> _What you need to do_
**a)** List each thing that the user neilsharma says he had to watch for in the standing desk thread.
**b)** Please resume the standing desk thread right after its final sentence.

> _Source passage_
-*-*-

Ask HN: What kind of standing desk do you use? - nodivbyzero

I want to try standing desk to increase my productivity. What kind of standing desk do you use? Any recommendations?
======
neilsharma
I use Varidesk. Its a ~35 pound adjustable platform you place on top of a
normal desk. There are handles on the side so you can easily change the height
to a few settings.

Specifically, I got the Varidesk Pro Plus 36: [http://www.amazon.com/VARIDESK-
Plus-Height-Adjustable-Standi...](http://www.amazon.com/VARIDESK-Plus-Height-
Adjustable-Standing-
Desks/dp/B00JI6NCCK/ref=pd_sim_229_3/176-3577757-6695818?ie=UTF8&refRID=0ERX1YDM4QKFKXS2BP4D)

Had to watch for a few things: is the keyboard platform the same height as
their monitor (ideally, no). Would monitor/keyboard/mice cables get crushed if
you keep the desk down? Can it support two 24"\+ monitors?

-*-*-

> _Source material_

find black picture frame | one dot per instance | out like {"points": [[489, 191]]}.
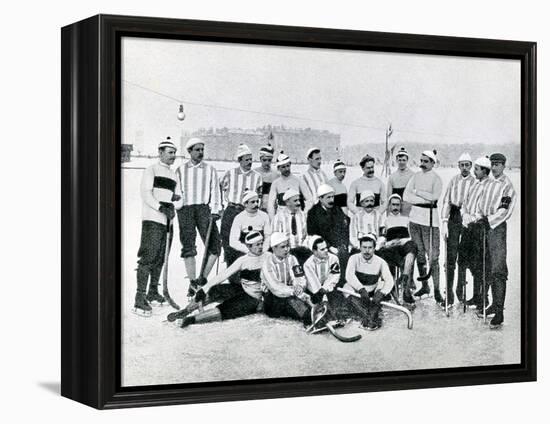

-*-*-

> _Final answers_
**a)**
- Whether the keyboard platform is the same height as the monitor (ideally, it should not be)
- Whether the monitor, keyboard, and mouse cables would get crushed when the desk is kept down
- Whether it can support two monitors of 24" or larger

**b)**
It's incredibly durable (it'd won't tip over short of putting your entire
weight on it in the elevated position). Use it for 2-3 hours/day (with a
compression mat I got from costco for $20).

There are a couple models, and none are that cheap ($300-$400), but I've had
back pain and poor posture all my life so I figured I'd invest what is
typically 1 month of my living expenses into this.

------
chollida1
We give everyone, one of these desks....

[http://www.ikea.com/ca/en/catalog/products/S49022524/#/S5902...](http://www.ikea.com/ca/en/catalog/products/S49022524/#/S59022528)

We had existing desk tops so we just had someone come in and install the legs.
They work well and given that we tend to average 4 27" monitors per person
they handle the extra weight well. Mechanical riser's are awesome!

They also rise fairly high, important when you have someone who is 6'9" on
your team:)

Just don't forget to buy a standing mat to, ummm, stand on.

[http://thewirecutter.com/reviews/best-standing-desk-
mat/](http://thewirecutter.com/reviews/best-standing-desk-mat/)

 __EDIT __Yes, the mat really matters, we 've had a few ergonomic experts in
and their advice usually varies but they all agree on using a standing mat.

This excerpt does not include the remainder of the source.